Alla Horska (September 18, 1929 – November 28, 1970) was a Ukrainian painter, monumental artist, dissident, human rights activist, and a representative of the Sixtiers movement and the artistic underground. She studied at the Shevchenko State Art Secondary School in Kyiv and later at the Kyiv State Art Institute. She was the wife of artist Viktor Zaretskyi.

  • Alla Horska grew up in a Russian-speaking family. She began consciously speaking and studying Ukrainian as an adult, practicing by writing dictations. Her first works were dedicated to the hard labor of coal miners and were immediately exhibited at All-Union art shows. However, the fame of a Soviet artist did not attract her — she immersed herself in Ukrainian culture.

    Between 1961 and 1965, together with Les Taniuk, Vasyl Symonenko, Ivan Svitlychny, and other Sixtiers, Horska co-founded the Club of Creative Youth Suchasnyk in Kyiv, which soon became a center of Ukrainian national life. She actively organized literary and artistic evenings, preparations for Shevchenko’s events, and art exhibitions. Horska discovered and studied Ukrainian folk art with the help of Ivan Honchar.

    Horska was a co-author of the stained-glass panel Shevchenko. Mother, created at the Red Building of Taras Shevchenko Kyiv University together with Opanas Zalyvakha, Liudmyla Semykina, Halyna Sevruk, and Halyna Zubchenko. The stained-glass was destroyed by order of the Party authorities, who deemed it ideologically hostile and incompatible with the principles of socialist realism. Horska and Semykina were expelled from the Union of Artists of Ukraine.

    She could not remain indifferent to the arrests of Ukrainian intellectuals in 1965, so she sent protests to the prosecutor’s office. In every way she tried to support the families of political prisoners with words, money, presence at trials, and by organizing meetings with those returning from labor camps. Horska was summoned for interrogations and preventive talks. Her apartment on Tereshchenkivska Street, a gathering place for dissidents, was constantly surveilled. In 1970, she refused to testify against arrested historian Valentyn Moroz and soon wrote a letter of protest to the Supreme Court of the Ukrainian SSR, condemning the illegality and cruelty of the verdict. On December 2, 1970, Horska’s body, with a crushed skull, was found in the house of her father-in-law Ivan Zaretskyi, whose own body had been discovered a day earlier on a railway track in Fastiv (decapitated). The investigation “concluded” that Horska had been killed by her father-in-law due to “deep personal hostility” and closed the case following his death. Authorities delayed permission for her burial; the funeral was held only on December 7.
--------------------
• [Requirement]:
Transcribe the passage on Alla Horska from "Horska was a" up to and including "Artists of Ukraine.". The lines after this passage play no part in the work.
--------------------
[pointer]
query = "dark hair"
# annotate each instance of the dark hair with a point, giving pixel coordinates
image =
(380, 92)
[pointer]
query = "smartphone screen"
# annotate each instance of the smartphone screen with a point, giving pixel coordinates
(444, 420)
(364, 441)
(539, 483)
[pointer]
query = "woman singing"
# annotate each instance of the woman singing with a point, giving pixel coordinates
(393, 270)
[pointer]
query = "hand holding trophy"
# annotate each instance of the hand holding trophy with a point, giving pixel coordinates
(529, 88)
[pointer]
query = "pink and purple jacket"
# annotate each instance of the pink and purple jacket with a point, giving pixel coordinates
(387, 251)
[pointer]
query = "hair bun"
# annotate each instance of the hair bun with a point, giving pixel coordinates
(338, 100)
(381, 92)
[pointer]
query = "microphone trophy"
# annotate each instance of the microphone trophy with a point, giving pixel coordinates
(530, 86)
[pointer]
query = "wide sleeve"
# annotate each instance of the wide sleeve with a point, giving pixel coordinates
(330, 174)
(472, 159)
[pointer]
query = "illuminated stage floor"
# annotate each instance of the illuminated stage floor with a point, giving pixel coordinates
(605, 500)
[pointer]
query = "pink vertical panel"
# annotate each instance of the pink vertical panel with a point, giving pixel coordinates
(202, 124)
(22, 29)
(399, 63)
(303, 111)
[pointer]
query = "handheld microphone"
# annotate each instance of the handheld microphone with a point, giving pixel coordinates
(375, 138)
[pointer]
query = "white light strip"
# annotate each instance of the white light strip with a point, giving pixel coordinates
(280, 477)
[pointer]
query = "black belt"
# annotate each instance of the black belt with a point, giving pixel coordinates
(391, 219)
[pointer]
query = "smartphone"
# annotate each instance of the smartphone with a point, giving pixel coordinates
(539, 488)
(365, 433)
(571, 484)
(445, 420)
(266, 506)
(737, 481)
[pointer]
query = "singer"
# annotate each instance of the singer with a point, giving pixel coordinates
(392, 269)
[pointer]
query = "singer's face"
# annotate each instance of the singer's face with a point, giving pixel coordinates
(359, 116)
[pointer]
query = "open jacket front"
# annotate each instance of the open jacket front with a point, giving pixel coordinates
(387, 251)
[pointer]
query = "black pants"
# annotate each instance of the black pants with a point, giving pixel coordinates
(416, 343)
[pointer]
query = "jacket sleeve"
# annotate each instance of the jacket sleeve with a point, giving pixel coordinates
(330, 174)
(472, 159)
--------------------
• [Written solution]:
Horska was a co-author of the stained-glass panel Shevchenko. Mother, created at the Red Building of Taras Shevchenko Kyiv University together with Opanas Zalyvakha, Liudmyla Semykina, Halyna Sevruk, and Halyna Zubchenko. The stained-glass was destroyed by order of the Party authorities, who deemed it ideologically hostile and incompatible with the principles of socialist realism. Horska and Semykina were expelled from the Union of Artists of Ukraine.